◆ ESTRATTO DEL DOCUMENTO ◆
^^^^

Sentenza Sentenza Cassazione Civile n. 3903 del 18/02/2010

Cassazione civile sez. III, 18/02/2010, (ud. 08/01/2010, dep. 18/02/2010), n.3903

LA CORTE SUPREMA DI CASSAZIONE

SEZIONE TERZA CIVILE

Composta dagli Ill.mi Sigg.ri Magistrati:

Dott. VARRONE Michele – Presidente –

Dott. FILADORO Camillo – Consigliere –

Dott. FEDERICO Giovanni – rel. Consigliere –

Dott. URBAN Giancarlo – Consigliere –

Dott. CHIARINI Maria Margherita – Consigliere –

ha pronunciato la seguente:

sentenza

sul ricorso 27080/2005 proposto da:

F.F., elettivamente domiciliato in ROMA, L.GO DI

TORRE ARGENTINA 11, presso lo studio dell’avvocato LAZZARETTI ANDREA,

rappresentato e difeso dall’avvocato CAPRIOLI Lucio giusta delega in

calce al ricorso;

– ricorrente –

contro

ENEL DISTRIBUZIONE SPA, (OMISSIS), in persona dell’Ing. G.

M.L., elettivamente domiciliato in ROMA, VIA C MONTEVERDI

16, presso lo studio dell’avvocato CONSOLO GIUSEPPE, rappresentato e

difeso dagli avvocati LIBRATTI Giuseppe, CORLETO PASQUALE giusta

delega a margine del controricorso;

– controricorrente –

avverso la sentenza n. 449/2004 della CORTE D’APPELLO di LECCE,

Sezione Seconda Civile, emessa il 21/05/2004, depositata il

19/07/2004; R.G.N. 245/2001.

^^^^

◆ DATI GREZZI ◆
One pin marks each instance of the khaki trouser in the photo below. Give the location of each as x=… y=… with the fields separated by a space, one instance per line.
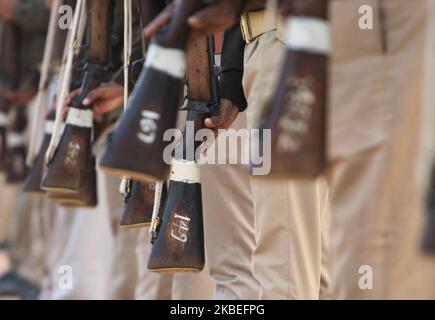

^^^^

◆ ESERCIZI ◆
(A) Rispondi a queste domande sulla sentenza:
(i) Chi è il Presidente del collegio?
(ii) Qual è il numero del ricorso?
(iii) Quale corte d'appello ha emesso la sentenza impugnata?
(B) Nella sentenza, riprendi il passo che comincia con "F.F., elettivamente domiciliato" e si chiude dopo "persona dell’Ing. G.", sostituendo "ROMA" con "MILANO".
Le righe sono materiale a sé, distinto dalla sentenza.

◆ LE SOLUZIONI ◆
(A)
(i) Il Dott. VARRONE Michele.
(ii) Il ricorso 27080/2005.
(iii) La CORTE D'APPELLO di LECCE.

(B)
F.F., elettivamente domiciliato in MILANO, L.GO DI

TORRE ARGENTINA 11, presso lo studio dell’avvocato LAZZARETTI ANDREA,

rappresentato e difeso dall’avvocato CAPRIOLI Lucio giusta delega in

calce al ricorso;

– ricorrente –

contro

ENEL DISTRIBUZIONE SPA, (OMISSIS), in persona dell’Ing. G.